Exercice proposé A: Repérez dans les enregistrements ci-dessous chaque ligne où figure la chaîne « reflection », puis recopiez ces lignes.

Extrait du document:
++++++++++++++++++++
L’été vient de se terminer, je laisse derrière moi d’autres beaux restes, l’ovale qui s’affaisse, la fesse qui engraisse. Mes courbes deviennent ondulations. Ses mains, qui se posaient hier dans le creux de mes reins, s’accrochent désormais aux bourrelets que je malaxe en vain.
L’été vient de se terminer et j’entre dans l’automne.
Aujourd’hui je me suis scrutée, j’ai consigné dans mon fichier informatique la courbe exponentielle des cheveux blancs, des rides, des petits tracas qui deviendront grands. Une lente déchéance. Je m’amoindris. Peu à peu les douleurs, moins en moins l’endurance, plus vite la lassitude, plus longue la récupération. Je passe de l’âge où tu en rigoles à l’âge où ça t’affole. Alors j’ai réagi, je me suis motivée, challengée. Fini le laisser-aller, je reprends les commandes ; Terminée la décrépitude qui s’insinue, sournoise. Je me suis campée devant mon psyché aux pieds-pattes de lion et feuillage rococo. Je relève le menton et me toise, arrogante. Les poings sur les hanche je me répète dix fois : je m’assume et m’accepte, à chaque âge ses avantages. Et voilà, cette petite séquence Coué quotidienne devrait me convaincre que la pente sera suffisamment douce pour la descendre sereinement.
++++++++++++++++++++
Entrées de données:
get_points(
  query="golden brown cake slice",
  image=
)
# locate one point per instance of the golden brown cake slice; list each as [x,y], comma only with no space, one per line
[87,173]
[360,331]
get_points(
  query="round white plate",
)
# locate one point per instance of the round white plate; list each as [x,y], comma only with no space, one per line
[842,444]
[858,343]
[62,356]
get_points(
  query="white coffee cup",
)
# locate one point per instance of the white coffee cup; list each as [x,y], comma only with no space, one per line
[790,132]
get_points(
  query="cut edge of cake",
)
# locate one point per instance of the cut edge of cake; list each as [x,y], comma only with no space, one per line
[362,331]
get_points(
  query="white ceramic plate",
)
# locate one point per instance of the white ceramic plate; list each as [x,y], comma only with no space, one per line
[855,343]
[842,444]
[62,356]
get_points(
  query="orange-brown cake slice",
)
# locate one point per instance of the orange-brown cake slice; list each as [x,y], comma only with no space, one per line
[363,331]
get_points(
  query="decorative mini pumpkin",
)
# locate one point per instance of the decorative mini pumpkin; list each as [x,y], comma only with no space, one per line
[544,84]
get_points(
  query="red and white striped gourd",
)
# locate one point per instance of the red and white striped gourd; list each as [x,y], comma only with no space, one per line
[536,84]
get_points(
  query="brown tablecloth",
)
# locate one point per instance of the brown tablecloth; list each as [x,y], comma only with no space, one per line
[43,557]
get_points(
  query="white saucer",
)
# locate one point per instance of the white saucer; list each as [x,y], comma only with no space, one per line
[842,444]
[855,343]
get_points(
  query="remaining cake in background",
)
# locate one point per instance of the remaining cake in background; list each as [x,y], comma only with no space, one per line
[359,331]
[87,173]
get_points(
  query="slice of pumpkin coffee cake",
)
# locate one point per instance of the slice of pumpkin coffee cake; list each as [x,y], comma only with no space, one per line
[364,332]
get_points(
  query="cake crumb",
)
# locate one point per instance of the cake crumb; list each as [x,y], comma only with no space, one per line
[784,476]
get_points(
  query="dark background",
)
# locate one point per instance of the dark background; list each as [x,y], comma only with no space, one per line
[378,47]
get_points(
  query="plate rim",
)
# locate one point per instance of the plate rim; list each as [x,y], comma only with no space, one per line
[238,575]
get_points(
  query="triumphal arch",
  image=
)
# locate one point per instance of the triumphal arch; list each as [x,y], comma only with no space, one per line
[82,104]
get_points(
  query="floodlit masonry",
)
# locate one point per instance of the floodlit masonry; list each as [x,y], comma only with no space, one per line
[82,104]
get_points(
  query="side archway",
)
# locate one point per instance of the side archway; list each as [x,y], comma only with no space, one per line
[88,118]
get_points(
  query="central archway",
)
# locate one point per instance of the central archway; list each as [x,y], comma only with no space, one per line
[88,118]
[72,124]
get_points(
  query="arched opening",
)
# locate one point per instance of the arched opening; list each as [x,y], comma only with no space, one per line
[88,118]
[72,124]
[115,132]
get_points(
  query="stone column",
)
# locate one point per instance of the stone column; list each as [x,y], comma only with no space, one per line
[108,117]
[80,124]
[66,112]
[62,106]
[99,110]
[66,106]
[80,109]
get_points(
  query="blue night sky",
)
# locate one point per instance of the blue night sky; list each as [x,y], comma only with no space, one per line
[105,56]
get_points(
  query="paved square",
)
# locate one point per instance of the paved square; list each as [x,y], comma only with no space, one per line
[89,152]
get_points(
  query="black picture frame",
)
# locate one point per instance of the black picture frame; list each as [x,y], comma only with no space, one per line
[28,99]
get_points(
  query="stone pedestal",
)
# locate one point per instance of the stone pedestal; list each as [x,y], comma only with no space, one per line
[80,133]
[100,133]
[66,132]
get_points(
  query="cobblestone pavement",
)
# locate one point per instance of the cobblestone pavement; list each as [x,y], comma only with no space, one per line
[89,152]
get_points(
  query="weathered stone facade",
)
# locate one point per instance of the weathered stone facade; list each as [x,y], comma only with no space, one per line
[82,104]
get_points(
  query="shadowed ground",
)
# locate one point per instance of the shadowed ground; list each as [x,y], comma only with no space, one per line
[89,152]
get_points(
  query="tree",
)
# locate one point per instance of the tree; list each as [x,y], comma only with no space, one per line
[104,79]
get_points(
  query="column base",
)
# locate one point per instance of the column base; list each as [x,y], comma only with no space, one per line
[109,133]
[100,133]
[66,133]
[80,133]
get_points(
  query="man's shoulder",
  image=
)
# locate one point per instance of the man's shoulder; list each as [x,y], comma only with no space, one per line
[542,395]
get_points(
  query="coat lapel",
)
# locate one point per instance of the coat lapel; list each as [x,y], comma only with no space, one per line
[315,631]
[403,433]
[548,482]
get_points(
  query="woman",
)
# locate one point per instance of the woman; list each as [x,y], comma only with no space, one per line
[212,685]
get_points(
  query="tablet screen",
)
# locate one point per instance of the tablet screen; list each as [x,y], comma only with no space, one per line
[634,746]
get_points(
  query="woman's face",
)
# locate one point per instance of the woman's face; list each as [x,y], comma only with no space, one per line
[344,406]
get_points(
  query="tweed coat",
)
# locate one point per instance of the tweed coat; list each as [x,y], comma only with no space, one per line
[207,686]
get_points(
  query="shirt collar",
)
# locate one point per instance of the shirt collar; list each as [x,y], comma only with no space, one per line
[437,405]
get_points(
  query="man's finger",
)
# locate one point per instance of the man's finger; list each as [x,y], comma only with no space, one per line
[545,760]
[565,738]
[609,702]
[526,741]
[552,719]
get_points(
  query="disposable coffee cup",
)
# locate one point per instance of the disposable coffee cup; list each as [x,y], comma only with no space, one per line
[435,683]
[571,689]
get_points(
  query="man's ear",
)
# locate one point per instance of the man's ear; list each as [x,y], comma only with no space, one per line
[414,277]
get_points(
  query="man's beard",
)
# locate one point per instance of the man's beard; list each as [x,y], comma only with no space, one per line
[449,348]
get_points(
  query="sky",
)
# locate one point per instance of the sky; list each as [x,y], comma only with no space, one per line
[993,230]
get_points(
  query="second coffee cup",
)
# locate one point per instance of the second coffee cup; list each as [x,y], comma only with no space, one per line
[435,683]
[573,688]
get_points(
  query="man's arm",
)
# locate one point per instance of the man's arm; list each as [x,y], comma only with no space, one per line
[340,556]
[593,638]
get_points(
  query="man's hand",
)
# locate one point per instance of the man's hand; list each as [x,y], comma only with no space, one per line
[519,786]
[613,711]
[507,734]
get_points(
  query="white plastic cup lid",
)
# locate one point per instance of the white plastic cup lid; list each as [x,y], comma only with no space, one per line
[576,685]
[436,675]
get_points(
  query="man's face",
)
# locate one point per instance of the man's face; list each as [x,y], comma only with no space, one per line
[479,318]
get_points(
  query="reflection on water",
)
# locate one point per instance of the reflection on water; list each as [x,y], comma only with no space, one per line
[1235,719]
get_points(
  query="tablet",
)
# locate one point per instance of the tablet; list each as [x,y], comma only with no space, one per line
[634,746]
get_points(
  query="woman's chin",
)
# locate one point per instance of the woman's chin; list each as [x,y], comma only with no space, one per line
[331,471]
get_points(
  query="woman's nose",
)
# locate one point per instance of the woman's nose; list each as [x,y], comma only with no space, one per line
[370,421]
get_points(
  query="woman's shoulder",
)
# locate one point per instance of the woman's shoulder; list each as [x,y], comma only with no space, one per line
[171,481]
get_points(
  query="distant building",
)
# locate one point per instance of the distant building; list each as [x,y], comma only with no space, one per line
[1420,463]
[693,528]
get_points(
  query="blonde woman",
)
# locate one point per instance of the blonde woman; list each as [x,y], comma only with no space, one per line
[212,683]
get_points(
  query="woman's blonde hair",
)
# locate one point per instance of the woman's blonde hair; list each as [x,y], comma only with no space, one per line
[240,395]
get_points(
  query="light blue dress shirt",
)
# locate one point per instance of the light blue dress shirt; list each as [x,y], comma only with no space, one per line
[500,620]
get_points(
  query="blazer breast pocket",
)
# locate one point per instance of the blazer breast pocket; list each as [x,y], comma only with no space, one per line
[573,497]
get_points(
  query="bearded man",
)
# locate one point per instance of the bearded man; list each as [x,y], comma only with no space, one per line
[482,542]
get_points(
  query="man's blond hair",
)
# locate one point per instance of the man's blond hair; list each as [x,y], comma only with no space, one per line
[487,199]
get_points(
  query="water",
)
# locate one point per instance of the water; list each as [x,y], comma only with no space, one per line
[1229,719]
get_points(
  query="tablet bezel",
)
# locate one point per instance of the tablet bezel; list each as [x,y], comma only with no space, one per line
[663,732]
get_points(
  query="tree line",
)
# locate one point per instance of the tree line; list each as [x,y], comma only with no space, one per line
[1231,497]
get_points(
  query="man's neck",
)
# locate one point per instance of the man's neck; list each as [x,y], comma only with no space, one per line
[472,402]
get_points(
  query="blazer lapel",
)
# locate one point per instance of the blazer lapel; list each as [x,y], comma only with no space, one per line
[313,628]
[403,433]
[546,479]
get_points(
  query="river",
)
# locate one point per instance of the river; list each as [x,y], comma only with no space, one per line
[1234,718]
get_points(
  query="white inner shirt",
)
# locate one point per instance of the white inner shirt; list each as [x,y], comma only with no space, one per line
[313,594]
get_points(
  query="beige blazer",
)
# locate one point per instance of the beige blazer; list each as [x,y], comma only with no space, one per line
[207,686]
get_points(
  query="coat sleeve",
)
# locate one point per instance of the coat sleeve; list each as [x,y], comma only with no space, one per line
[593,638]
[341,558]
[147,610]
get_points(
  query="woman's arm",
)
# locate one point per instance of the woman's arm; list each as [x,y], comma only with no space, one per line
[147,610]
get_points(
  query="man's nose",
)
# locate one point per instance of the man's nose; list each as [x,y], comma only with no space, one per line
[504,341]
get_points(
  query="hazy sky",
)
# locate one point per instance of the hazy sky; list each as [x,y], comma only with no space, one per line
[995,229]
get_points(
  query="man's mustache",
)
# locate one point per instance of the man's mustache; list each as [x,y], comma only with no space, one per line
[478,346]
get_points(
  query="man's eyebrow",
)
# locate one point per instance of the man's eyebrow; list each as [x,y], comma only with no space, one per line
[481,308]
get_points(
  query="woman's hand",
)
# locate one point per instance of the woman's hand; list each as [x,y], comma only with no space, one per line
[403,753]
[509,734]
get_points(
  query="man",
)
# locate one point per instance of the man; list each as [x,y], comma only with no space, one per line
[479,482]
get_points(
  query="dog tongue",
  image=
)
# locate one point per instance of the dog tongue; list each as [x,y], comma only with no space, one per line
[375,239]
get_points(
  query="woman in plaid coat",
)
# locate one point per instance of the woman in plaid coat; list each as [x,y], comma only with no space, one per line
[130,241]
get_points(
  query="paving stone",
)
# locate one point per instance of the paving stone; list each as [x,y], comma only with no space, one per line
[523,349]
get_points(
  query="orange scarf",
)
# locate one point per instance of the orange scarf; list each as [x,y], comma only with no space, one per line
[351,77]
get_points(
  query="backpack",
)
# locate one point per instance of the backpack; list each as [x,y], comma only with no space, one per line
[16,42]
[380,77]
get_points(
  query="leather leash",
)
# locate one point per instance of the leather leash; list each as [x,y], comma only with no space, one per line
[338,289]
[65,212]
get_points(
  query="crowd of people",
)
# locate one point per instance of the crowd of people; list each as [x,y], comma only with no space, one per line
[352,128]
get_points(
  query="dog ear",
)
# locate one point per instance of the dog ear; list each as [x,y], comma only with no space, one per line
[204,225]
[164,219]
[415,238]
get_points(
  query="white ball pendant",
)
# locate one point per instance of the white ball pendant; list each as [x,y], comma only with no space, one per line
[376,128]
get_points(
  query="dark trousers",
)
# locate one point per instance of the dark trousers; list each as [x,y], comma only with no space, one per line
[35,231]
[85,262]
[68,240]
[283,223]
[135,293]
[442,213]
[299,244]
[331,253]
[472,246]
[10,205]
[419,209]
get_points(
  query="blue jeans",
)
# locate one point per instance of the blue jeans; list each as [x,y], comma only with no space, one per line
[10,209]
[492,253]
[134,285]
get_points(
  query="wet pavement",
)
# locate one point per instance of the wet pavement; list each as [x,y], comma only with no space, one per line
++++++++++++++++++++
Exercice proposé B: Prolongez le récit sur le corps qui vieillit au fil des saisons, en reprenant juste après sa dernière phrase.

Résultat obtenu A:
  query="reflection on water",
# locate one point per instance of the reflection on water; list each as [x,y], comma only with no space, one per line

Résultat obtenu B:
Puis, à la fin du prochain été, quand j’aurais entamé mon 2ème demi-siècle, j’aurais accepté le temps qui passe. La circulation sanguine devenue paresseuse ? Je m’en fiche. L’arthrose qui grignote les articulations ? Je m’en fiche. Ma poitrine fait moins la fière ? Je m’en fiche. La place assise qu’on me libère dans le métro ? Euh, s’ils pouvaient attendre encore un peu…
Ma chère vieillitude, chaque jour je découvre un peu plus tes vicissitudes. Tu t’inscrustes, squatteuse non expulsable, qui ne me laisseras aucune trêve. Tant pis. Installe-toi et trinquons à ma santé.